• **YOUR INSTRUCTIONS**
Go through the records below and report each line with "stem" in it.

• **THE DATA**

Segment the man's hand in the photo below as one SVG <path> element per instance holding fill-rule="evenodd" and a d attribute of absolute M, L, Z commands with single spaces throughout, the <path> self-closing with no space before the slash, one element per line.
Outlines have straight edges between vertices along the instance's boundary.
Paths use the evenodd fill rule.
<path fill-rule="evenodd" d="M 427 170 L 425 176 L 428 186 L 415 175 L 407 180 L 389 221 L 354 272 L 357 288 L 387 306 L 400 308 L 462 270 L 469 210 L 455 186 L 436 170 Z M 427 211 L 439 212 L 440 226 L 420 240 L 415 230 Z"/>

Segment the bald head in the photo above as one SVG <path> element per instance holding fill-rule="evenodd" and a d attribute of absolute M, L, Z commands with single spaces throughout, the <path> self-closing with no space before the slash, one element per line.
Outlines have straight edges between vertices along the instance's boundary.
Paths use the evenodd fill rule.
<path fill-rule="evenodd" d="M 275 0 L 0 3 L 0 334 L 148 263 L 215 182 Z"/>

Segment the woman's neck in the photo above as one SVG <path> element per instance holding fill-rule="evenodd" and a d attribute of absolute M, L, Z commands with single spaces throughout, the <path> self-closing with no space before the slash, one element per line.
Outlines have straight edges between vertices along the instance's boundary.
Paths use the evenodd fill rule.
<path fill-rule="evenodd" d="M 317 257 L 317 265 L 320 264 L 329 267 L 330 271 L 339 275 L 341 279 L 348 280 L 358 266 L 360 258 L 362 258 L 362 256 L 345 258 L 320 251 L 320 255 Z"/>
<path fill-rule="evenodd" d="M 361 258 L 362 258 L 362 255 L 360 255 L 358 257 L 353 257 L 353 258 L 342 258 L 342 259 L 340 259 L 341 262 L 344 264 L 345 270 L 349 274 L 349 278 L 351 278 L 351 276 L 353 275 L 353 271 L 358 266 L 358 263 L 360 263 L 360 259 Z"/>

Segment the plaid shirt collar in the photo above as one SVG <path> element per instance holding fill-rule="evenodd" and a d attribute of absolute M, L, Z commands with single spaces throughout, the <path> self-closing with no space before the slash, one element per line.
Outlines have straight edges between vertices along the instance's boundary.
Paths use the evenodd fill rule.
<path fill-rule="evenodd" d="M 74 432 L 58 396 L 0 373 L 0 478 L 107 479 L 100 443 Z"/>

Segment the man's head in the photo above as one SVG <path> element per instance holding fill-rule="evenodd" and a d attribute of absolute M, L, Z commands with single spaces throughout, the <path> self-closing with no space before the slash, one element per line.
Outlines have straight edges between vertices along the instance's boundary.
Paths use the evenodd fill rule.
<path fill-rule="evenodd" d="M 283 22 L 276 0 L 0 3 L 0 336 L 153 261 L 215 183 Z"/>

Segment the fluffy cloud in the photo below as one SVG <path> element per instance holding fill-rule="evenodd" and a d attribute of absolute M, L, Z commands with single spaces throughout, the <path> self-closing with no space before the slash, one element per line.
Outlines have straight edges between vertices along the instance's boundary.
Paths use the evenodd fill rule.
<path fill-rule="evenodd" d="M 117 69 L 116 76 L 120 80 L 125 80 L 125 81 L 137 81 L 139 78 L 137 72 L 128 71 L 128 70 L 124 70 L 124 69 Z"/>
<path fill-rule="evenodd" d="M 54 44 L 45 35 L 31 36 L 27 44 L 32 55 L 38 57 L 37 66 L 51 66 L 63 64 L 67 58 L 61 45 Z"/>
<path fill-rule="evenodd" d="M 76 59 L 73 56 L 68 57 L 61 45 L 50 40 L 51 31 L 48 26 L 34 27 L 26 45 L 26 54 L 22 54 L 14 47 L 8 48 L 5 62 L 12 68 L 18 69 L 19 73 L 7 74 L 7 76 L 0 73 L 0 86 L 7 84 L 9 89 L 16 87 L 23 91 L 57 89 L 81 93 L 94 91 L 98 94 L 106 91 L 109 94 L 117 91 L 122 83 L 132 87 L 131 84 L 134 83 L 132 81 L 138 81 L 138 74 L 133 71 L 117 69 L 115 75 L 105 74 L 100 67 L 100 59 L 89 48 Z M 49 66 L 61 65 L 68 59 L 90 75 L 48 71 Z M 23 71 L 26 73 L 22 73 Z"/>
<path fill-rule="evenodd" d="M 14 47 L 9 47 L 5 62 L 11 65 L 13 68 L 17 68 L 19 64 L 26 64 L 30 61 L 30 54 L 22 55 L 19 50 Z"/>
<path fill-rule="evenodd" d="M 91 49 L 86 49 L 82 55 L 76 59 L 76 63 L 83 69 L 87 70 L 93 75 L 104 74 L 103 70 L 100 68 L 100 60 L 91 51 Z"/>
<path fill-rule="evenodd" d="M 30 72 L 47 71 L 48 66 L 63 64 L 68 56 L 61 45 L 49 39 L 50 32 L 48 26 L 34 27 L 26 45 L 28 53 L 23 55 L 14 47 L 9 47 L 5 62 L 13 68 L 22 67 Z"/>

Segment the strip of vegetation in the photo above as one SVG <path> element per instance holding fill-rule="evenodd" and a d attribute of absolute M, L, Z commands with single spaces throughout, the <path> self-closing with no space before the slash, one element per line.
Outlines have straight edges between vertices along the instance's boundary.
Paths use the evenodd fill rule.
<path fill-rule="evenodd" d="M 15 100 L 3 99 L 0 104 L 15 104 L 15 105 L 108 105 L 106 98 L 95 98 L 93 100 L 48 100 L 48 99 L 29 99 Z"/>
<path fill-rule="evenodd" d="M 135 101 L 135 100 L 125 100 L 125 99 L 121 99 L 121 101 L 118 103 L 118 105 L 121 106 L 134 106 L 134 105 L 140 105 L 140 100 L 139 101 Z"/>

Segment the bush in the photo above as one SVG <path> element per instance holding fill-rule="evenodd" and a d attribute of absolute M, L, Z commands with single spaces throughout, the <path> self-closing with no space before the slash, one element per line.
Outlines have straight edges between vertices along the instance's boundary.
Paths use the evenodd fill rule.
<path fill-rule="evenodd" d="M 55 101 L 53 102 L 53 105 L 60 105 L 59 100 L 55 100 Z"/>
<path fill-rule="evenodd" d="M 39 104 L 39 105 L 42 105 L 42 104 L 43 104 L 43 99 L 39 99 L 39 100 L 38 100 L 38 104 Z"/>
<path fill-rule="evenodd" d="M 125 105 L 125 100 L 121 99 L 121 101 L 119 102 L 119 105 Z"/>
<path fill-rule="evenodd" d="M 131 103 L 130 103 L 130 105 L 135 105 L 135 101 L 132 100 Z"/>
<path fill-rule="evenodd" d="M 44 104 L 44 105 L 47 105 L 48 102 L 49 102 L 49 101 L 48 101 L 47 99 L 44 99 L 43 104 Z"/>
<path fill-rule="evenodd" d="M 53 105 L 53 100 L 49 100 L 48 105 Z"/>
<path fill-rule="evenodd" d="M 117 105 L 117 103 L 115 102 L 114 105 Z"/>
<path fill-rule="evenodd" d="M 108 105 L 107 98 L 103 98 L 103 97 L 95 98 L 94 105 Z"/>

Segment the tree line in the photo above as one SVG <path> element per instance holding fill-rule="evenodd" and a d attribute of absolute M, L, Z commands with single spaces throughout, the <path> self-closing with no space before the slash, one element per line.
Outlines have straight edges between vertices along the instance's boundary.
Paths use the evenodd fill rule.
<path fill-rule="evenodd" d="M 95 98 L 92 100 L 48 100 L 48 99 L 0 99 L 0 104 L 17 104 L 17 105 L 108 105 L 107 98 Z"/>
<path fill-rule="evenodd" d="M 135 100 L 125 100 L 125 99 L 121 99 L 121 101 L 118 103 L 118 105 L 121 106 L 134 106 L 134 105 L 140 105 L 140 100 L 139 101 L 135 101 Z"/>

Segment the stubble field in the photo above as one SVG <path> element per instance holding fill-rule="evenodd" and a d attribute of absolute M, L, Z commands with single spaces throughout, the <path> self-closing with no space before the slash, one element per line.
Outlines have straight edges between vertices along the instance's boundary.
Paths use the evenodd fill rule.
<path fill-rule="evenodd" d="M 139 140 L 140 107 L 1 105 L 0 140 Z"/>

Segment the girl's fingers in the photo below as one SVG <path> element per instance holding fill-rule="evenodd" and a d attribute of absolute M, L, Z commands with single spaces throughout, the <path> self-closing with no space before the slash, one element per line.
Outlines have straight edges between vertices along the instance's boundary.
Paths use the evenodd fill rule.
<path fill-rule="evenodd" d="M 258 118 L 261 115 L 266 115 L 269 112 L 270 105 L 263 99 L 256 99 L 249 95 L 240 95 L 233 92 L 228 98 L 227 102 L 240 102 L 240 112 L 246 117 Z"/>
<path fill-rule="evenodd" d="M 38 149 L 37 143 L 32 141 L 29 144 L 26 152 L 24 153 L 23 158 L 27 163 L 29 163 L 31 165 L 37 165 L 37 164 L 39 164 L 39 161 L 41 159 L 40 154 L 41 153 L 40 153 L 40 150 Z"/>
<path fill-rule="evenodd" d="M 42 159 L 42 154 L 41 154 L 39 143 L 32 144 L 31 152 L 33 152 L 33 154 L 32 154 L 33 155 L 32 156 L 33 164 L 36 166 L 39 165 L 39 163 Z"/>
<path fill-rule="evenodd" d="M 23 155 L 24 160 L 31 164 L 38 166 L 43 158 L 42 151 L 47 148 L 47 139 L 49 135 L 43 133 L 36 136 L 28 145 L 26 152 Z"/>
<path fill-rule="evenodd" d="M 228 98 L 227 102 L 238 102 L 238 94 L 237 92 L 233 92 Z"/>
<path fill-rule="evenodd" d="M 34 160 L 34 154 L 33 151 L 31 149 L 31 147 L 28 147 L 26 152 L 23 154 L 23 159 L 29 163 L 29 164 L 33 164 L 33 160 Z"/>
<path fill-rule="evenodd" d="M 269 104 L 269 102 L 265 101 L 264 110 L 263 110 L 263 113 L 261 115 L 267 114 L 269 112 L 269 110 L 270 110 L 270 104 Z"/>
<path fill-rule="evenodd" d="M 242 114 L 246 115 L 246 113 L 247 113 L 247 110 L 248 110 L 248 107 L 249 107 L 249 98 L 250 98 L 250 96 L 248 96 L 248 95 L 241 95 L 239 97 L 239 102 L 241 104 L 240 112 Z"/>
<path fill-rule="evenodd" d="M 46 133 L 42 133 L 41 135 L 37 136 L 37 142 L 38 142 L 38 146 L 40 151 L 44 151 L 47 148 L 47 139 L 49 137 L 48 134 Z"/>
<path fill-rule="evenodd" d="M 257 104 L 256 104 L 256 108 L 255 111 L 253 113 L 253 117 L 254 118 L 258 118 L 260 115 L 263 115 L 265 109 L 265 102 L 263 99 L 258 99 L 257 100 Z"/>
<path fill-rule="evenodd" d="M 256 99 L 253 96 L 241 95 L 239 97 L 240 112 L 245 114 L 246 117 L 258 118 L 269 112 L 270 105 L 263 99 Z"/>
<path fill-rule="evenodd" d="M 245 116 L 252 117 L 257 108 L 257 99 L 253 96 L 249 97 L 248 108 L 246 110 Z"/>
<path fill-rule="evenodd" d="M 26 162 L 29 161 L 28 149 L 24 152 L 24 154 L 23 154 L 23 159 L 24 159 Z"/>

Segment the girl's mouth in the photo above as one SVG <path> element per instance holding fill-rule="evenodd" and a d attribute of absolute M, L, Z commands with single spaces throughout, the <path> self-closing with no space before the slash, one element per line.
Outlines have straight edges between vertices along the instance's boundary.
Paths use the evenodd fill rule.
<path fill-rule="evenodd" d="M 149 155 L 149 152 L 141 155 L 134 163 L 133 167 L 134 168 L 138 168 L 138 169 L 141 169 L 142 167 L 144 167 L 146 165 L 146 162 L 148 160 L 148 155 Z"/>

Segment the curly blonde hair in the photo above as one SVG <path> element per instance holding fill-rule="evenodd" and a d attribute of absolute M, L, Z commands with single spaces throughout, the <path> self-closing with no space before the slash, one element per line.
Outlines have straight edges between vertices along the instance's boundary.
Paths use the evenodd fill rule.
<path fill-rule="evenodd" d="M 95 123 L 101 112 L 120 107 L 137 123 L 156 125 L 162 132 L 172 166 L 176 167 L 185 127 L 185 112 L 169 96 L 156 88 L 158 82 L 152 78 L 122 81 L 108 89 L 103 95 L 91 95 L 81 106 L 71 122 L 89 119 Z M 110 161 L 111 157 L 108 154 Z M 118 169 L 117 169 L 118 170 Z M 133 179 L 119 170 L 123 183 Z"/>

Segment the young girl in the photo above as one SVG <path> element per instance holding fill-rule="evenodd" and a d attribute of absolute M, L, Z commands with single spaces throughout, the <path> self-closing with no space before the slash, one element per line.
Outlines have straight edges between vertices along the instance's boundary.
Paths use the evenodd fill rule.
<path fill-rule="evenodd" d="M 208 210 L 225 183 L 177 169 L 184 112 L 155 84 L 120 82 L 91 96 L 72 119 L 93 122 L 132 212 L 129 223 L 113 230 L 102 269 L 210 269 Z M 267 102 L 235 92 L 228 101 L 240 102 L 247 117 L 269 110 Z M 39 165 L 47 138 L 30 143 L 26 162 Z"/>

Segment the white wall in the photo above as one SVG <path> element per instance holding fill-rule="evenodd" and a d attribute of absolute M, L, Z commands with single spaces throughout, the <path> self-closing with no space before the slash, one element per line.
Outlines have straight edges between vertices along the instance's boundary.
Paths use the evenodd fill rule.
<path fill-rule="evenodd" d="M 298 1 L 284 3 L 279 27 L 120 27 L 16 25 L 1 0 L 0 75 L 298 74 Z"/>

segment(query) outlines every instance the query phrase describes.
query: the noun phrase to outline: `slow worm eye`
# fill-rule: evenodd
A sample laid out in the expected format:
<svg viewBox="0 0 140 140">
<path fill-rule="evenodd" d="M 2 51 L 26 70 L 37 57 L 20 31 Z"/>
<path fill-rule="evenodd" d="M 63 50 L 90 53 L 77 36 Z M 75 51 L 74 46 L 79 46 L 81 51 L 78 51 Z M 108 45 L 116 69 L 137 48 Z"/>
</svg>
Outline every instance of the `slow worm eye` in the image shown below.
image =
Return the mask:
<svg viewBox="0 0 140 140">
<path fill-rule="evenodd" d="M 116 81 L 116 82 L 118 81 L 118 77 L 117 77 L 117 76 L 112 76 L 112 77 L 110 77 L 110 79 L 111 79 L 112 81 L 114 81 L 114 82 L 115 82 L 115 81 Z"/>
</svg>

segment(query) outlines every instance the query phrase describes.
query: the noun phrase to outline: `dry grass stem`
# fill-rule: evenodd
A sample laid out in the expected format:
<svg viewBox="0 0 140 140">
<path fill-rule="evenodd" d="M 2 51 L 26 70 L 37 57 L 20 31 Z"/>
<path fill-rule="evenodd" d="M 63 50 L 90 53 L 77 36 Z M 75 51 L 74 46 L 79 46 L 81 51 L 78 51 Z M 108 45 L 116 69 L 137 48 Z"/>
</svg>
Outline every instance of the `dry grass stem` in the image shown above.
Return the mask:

• **WRITTEN RESPONSE**
query: the noun phrase to outline: `dry grass stem`
Outline every instance of the `dry grass stem` in the image shown above.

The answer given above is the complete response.